**Passage**.
============
# Advice needed in West Coast Speed issues.



## meekergto (Jun 11, 2015)

Hello everyone, 

Just to give a little background. I ordered a Svede intake from west coast speeds on 4/18/15. After several weeks with no confirmation of shipment I decided to email them for an oder update, I sent several with no response. I also called and left several voicemails with no response. I then did my research and found out how poorly run customer service is at WCS and that they typically take a while to send products. 

Everyday this past week I have called WCS multiple times, now I no longer get several rings and then voicemail. All I get is a busy/disconnected signal.
I am very worried this means they might have just closed up shop and I am out my money? 

So long story short, does anyone know if WCS is still in business. Should I attempt to dispute the CC charges or keep my fingers crossed and hope the intake appears at m door sometime? 

I was hoping to have this intake for a car show in July, now Im wondering if I need to just go with Duspeed? 

Thanks for the help!!


----------



## HP11 (Apr 11, 2009)

meekergto said:


> I ordered a Svede intake from west coast speeds on 4/18/15.


You should have joined this site sooner. Much has been said about how WCS has screwed up as far as that intake goes. Do a search. The Xair seem to be the consensus intake since getting a Svede is pretty much impossible these days. I recall reading that Svede even considered restarting making them again himself but because there are good, affordable products like the Xair now on the market it wouldn't be worth his effort.


----------



## Badkat (Aug 11, 2014)

I too have been trying to get a hold of West Coast Speed to buy some products, and have had no luck. Only get a busy signal on the phone number, and all emails have gone un-responded. Fortunately I have not sent them any money.

I was looking to purchase their "Fast Acting IAT Sensor". I will be making another post asking for forum member help for this part. If West Coast Speed doesnt want my money, maybe a forum member will 

BTW, I have also had the same problem with Third Shift Studios. Was also looking to purchase some custom fender emblems. What is with these companies? There either in business or there not. If there not, pull down the damn website and stop taking peoples money!

meekergto: I would definately call your credit card company and dispute the charges. Most cards offer fraud protection (not Frog protection, lol).


----------



## Lsxchivo (Jul 28, 2015)

I just last week sent 2 emails and called twice and no luck. Ive also been tryning to get a cold air and other parts as well. Good thing i joined the forum before purchasing the items....


----------



## Goat Roper (Oct 28, 2014)

meekergto said:


> Hello everyone,
> 
> Just to give a little background. I ordered a Svede intake from west coast speeds on 4/18/15. After several weeks with no confirmation of shipment I decided to email them for an oder update, I sent several with no response. I also called and left several voicemails with no response. I then did my research and found out how poorly run customer service is at WCS and that they typically take a while to send products.
> 
> ...


Call your credit card company now, if it AMEX you may have a chance but with others you may be past the window for a chargeback.


----------



## HP11 (Apr 11, 2009)

The OP hasn't been back in over a month.


----------
============
Answer these from the forum thread about West Coast Speed:
1. On what date did meekergto order the Svede intake?
2. Which intake does HP11 call the consensus choice?
3. With which card does Goat Roper say a chargeback may still have a chance?
The lines that come next are separate from the West Coast Speed thread.

**Data excerpts**.
============
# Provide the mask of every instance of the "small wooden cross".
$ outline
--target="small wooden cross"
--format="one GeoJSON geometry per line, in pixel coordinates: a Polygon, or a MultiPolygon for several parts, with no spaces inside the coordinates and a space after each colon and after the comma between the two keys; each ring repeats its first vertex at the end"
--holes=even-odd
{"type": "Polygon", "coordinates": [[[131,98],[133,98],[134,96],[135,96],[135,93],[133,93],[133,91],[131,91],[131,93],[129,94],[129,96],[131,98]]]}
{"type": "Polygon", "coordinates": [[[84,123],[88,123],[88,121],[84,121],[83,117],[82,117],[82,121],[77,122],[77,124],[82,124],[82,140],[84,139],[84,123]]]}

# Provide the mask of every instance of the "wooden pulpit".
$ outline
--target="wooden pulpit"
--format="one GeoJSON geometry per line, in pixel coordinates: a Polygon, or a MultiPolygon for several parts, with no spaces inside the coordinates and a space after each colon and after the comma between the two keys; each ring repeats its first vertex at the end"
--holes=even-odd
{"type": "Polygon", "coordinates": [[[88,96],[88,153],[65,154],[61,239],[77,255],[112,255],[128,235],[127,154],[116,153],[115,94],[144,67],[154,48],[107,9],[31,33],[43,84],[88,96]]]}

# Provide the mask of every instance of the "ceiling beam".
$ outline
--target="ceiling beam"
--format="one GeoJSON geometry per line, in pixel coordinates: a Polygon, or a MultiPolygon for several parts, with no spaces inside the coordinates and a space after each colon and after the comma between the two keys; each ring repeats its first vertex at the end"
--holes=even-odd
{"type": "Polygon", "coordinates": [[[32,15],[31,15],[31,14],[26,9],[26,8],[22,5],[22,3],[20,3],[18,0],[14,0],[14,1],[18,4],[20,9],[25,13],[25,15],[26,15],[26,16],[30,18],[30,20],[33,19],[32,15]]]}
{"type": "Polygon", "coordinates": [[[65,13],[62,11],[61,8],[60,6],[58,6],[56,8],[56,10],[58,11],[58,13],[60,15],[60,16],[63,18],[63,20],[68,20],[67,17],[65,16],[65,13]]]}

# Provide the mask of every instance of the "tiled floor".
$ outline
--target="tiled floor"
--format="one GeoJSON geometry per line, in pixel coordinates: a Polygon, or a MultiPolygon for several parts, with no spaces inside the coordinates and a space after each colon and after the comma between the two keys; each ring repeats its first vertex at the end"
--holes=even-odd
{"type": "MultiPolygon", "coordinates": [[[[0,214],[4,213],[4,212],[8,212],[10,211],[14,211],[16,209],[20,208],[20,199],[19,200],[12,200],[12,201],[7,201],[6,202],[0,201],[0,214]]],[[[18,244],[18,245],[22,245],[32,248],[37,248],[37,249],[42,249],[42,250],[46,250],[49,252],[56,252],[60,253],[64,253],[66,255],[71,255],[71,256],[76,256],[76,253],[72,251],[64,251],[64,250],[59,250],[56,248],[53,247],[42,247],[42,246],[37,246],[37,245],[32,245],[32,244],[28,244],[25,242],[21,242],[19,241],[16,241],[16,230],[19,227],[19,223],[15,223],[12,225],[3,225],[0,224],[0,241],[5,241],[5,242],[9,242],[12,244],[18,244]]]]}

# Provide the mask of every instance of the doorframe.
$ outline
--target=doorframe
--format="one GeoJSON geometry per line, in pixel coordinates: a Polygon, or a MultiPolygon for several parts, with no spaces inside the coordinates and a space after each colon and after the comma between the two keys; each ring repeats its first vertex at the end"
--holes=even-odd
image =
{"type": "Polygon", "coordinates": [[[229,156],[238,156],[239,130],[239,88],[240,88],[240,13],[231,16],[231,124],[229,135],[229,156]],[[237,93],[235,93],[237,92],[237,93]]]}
============
**Reply**.
1. 4/18/15
2. The Xair
3. AMEX